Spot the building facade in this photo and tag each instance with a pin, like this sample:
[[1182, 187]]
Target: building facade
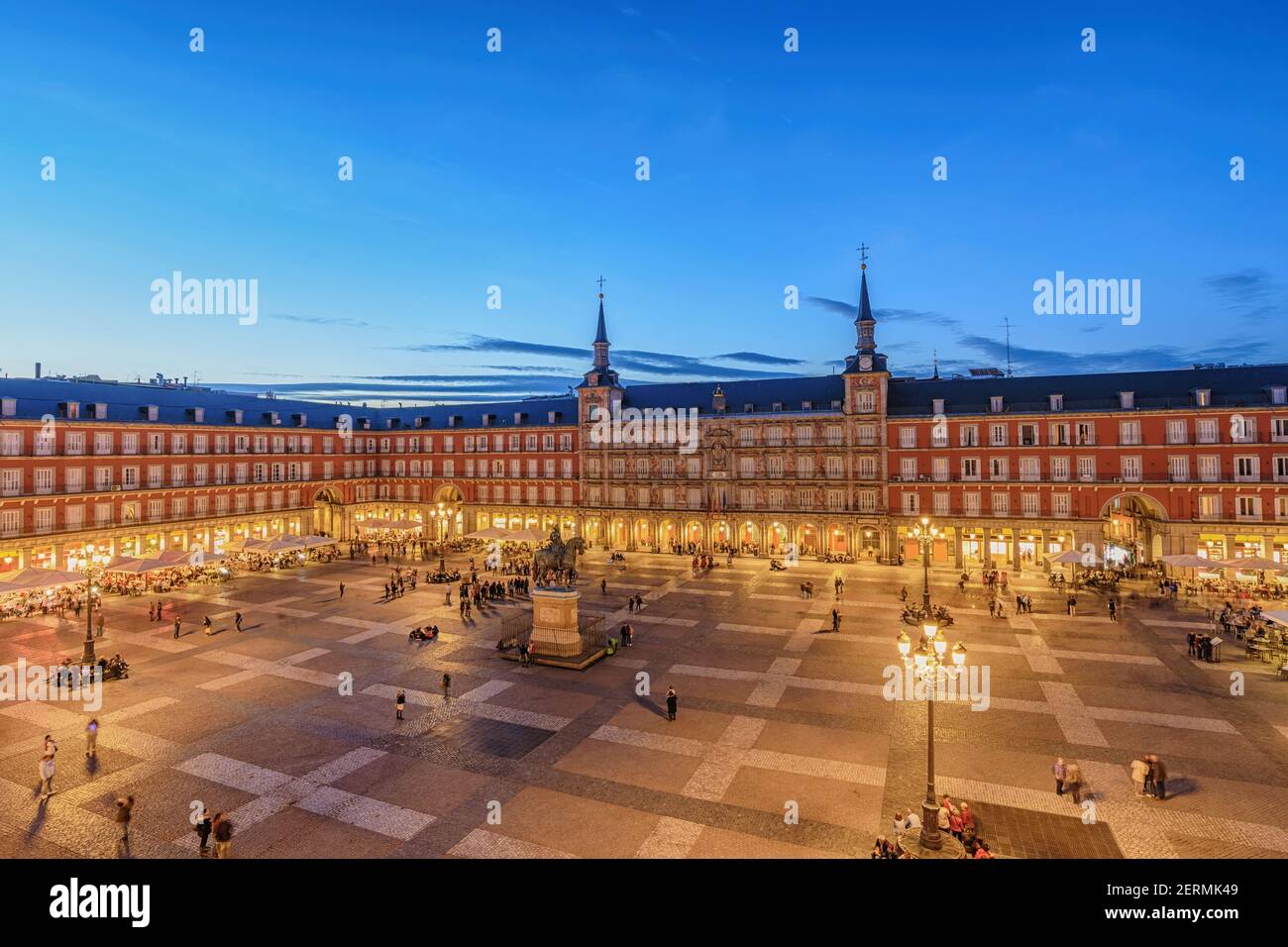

--

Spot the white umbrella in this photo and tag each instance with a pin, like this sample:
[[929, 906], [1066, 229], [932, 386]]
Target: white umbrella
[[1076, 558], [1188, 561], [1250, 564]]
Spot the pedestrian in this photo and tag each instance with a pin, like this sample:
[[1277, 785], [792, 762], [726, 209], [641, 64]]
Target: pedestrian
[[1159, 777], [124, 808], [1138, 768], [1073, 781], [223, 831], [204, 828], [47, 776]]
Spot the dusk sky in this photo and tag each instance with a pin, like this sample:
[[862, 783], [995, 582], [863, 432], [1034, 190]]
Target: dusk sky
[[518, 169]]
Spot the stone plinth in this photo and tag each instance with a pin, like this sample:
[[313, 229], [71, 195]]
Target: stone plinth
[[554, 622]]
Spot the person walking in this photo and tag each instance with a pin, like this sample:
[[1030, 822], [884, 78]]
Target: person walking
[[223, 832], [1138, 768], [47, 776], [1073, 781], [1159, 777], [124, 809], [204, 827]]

THE TASK:
Could you copy out every line in the material above that contains the string "this"?

ANSWER SPACE:
Spot the building facade in this photo and tag each instance with a pin, like this sample:
Spot the white umbrella in this photo and tag each instance with a pin, like this sample:
Spot the pedestrian in this photo and tag each instance with a pin, like this sample:
Spot the dusk sky in this photo and tag each instance with a pin, like this sample:
Spot the stone plinth in this photo and tag each instance with a pin, like this sample:
Spot the person walking in this photo and tag each instance with a pin, like this sample:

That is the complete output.